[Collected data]
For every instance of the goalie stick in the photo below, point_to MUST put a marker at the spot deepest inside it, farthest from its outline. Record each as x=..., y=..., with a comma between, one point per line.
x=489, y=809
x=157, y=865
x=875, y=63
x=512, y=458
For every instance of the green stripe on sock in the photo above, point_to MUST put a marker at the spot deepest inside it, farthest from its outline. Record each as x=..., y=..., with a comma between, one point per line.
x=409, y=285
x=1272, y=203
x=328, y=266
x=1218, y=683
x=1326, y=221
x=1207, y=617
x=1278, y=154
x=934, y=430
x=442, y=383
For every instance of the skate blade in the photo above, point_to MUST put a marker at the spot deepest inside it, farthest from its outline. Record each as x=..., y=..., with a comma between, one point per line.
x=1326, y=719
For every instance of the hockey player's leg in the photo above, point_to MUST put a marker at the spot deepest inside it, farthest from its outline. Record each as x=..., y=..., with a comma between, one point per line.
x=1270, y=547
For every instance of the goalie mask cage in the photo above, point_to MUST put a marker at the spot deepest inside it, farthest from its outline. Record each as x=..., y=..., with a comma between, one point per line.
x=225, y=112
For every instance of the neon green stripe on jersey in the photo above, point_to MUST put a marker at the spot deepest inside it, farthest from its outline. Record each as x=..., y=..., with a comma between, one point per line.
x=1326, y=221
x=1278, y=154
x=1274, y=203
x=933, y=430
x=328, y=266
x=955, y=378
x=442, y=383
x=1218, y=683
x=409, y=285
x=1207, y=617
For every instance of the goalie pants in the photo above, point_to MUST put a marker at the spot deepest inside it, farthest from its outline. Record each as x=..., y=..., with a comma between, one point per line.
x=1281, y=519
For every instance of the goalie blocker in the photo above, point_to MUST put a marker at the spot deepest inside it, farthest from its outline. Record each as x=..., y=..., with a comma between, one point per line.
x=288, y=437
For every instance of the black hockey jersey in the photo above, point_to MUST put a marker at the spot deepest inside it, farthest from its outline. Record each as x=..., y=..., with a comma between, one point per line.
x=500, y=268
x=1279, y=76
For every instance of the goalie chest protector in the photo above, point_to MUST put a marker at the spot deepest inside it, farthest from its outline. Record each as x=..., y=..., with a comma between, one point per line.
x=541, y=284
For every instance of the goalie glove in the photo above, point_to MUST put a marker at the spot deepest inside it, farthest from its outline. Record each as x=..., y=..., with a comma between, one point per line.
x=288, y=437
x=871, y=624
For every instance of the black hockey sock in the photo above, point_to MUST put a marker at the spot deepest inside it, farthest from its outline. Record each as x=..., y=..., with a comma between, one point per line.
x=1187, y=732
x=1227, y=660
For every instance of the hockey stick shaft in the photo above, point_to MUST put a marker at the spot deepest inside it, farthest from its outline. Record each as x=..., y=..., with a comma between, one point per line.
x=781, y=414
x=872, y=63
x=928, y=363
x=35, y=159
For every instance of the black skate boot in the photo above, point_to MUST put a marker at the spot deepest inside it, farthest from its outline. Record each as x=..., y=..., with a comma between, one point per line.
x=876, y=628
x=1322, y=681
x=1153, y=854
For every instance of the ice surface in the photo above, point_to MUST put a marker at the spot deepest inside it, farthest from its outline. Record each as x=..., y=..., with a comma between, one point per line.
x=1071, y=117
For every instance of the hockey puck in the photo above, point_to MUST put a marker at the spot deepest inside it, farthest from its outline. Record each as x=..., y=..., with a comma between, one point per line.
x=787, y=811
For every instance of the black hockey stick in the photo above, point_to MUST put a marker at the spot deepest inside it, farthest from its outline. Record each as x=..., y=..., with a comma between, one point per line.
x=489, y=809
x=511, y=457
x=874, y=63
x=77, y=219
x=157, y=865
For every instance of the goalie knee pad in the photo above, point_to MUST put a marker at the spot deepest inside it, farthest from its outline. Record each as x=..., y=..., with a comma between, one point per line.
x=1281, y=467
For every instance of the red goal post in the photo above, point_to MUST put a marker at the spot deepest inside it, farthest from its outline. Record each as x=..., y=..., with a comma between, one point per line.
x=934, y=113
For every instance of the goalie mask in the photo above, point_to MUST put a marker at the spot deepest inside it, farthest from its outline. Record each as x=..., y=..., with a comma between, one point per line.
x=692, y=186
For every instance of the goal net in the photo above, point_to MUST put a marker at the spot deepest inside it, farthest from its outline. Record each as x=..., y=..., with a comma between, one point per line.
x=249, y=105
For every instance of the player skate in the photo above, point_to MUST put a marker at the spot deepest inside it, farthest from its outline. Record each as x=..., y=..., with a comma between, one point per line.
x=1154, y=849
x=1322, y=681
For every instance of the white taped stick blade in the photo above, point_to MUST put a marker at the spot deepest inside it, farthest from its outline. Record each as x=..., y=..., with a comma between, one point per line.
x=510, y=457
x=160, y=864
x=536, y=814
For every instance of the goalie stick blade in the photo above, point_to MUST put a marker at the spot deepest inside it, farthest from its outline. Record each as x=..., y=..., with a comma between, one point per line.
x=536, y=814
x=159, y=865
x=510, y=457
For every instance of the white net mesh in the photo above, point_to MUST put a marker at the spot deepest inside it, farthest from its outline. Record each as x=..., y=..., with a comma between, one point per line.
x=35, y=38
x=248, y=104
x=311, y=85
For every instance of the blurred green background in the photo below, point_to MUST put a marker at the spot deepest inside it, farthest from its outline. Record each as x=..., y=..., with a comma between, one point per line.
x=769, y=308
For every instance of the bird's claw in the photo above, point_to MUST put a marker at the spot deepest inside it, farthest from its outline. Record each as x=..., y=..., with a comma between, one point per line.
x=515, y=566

Written request:
Write out the listing again, replacing each "farthest from its outline" with "farthest from its edges" and leaving everything else unchanged.

Task response:
For every instance of the goalie stick in the photo below, point_to MUST put a marker at the spot deepest inside it, farthest from its edges. Record each as x=..., y=..., with a comma between, one point per line.
x=489, y=809
x=157, y=865
x=875, y=63
x=512, y=458
For every instance of the green stripe on sock in the photo above, point_to MUST put a marker at the spot deepest inside it, farthest from its edges. Record each as x=..., y=..., with a comma between, one point per line.
x=409, y=285
x=1272, y=203
x=328, y=266
x=1218, y=683
x=1326, y=221
x=1207, y=617
x=1278, y=154
x=934, y=430
x=442, y=383
For every instance of the skate blade in the photo above, point_to MUST put a marker at the spot deepest inside it, farthest from its edges. Record each as x=..., y=..., with a comma between, one point per line.
x=1326, y=719
For every instance of the hockey player's leg in the photo above, point_to MUST put a marker at the spot deepest inside it, farthest from its edges. Record each as x=..., y=..., with a comma between, one point per line.
x=1270, y=547
For every instance of the goalie mask cage in the photo above, point_to MUST put a marker at the spot deepest inside it, farthest from its edges. Record each as x=..., y=..., with a comma between, one point per line.
x=225, y=112
For every instance of the neon green stripe on jersey in the photo above, point_to MUST put a marker at the spot deepest inside it, farthest from its edges. Record each as x=..., y=..., with a comma between, one point per line.
x=1326, y=221
x=1278, y=154
x=1274, y=203
x=933, y=430
x=328, y=266
x=955, y=378
x=442, y=383
x=1218, y=683
x=409, y=285
x=1207, y=617
For every instance of the goalie pants in the photo above, point_to MUST put a marker at the spot deepest inside it, farthest from its edges. Record each as x=..., y=..., with a comma between, one point per line.
x=1281, y=519
For every instance of the goalie blocker in the photo above, point_to MUST put a marker at the spot deepest inside it, farthest from its edges. Record each as x=..., y=..., with a comma between, one point per line.
x=288, y=437
For every instance of the black hockey jersey in the photo above, point_to MUST put a marker at the spot deepest inside it, farthest from its edges. Record each as x=..., y=..., with a comma between, one point per line.
x=500, y=268
x=1279, y=76
For every instance of the goalie chest protector in the photo above, point_to MUST put a marker at the spot deepest inside it, farthest from its edges. Record each as x=..., y=..., with a comma between, one point per line.
x=541, y=284
For every instance of the goalie glove in the photo above, point_to MUST put a marker at the spot deepest inside it, farthest from its edges. Record each as x=..., y=..., with a comma between, one point per line.
x=288, y=437
x=871, y=624
For every instance of the black hockey sock in the photo above, point_to MUST put a marker at the spot deepest inside it, farthest from its edges. Record each as x=..., y=..., with a comma between, one point per line.
x=1187, y=732
x=1227, y=660
For every instance of the hockey stick shaft in the photo above, point_to MUST put a marker at the spot deepest inside it, farthest from its edges. Record each as x=..., y=..., with a comma between, one point per line.
x=781, y=414
x=872, y=63
x=928, y=363
x=35, y=159
For every instance of the black skate boot in the photo above, point_to MUST put a marker at the spot deepest inside it, farthest from its edges. Record each as x=..., y=..., with a comma between, one point per line.
x=876, y=628
x=1322, y=681
x=1153, y=854
For every instance of the ice surface in the photo above, point_to MUST put a marker at the spot deepest inside it, farthest from its edges. Record each as x=..., y=..., with a comma between, one point per line.
x=1071, y=117
For every instance of the hockey puck in the photo above, point_to MUST put a marker at the spot deepest inside it, farthest from its edges. Record each as x=..., y=..., with a comma between, one point per line.
x=787, y=811
For every instance of the black hockey stick in the photo above, point_to MUST put a marker at the spot deepest inside it, farthest from its edges. Record each as x=..., y=..., with a comma between, one point per line.
x=489, y=809
x=511, y=457
x=874, y=63
x=77, y=219
x=157, y=865
For every instance of the goalie knee pad in the photo above, point_to MUST put a marker at the spot deepest inside it, farthest from its edges. Record each as x=..., y=..., with a comma between, one point per line.
x=1281, y=467
For every instance of the red goal post in the photo above, point_to MUST put a marker at the spot deepest inside it, farthest from its edges. Record each as x=..., y=..., with a comma between, one point per line.
x=934, y=113
For every instance of the goalie mask in the photo above, point_to MUST put a marker at the spot deepest inside it, farthest from its edges. Record each as x=..., y=..., with a comma between, one point per line.
x=692, y=186
For every instance of the goal net in the photo above, point_to MUST put a marker at the spot deepest inside it, farthest from its edges. Record each as x=..., y=..., with a comma between, one point per line.
x=249, y=105
For every instance of the player skate in the photo above, point_to MUST put a marker at the spot deepest inside it, farthest from its edges. Record each as x=..., y=..., with a comma between, one point per line.
x=1154, y=849
x=1322, y=681
For every instance of the white taped stick blade in the photo above, point_to MUST put a marker at the spot deepest inside it, farthest from its edges. Record each as x=..., y=..., with a comma between, one point per line.
x=510, y=457
x=160, y=864
x=536, y=814
For every instance of the goalie stick blade in the photo above, point_to MUST put a marker at the spot deepest inside it, farthest from its edges. Record each as x=..., y=..., with a comma between, one point per line.
x=536, y=814
x=159, y=865
x=510, y=457
For every instance of the white net mesh in the photo above, point_to MUST put a marker at the spot deepest inside it, farthest from its edges. Record each as x=..., y=..., with a comma between, one point per line.
x=35, y=38
x=248, y=104
x=311, y=85
For every instance of the blurred green background in the photo below, point_to MUST put a marker at the spot deepest inside it, farthest from its edges. Record each as x=..., y=..., with a comma between, one point per line.
x=769, y=308
For every instance of the bird's claw in the photo above, point_to MUST put a marker at the spot deepest inside it, farthest from its edges. Record each as x=..., y=..., with a comma between, one point per line.
x=515, y=566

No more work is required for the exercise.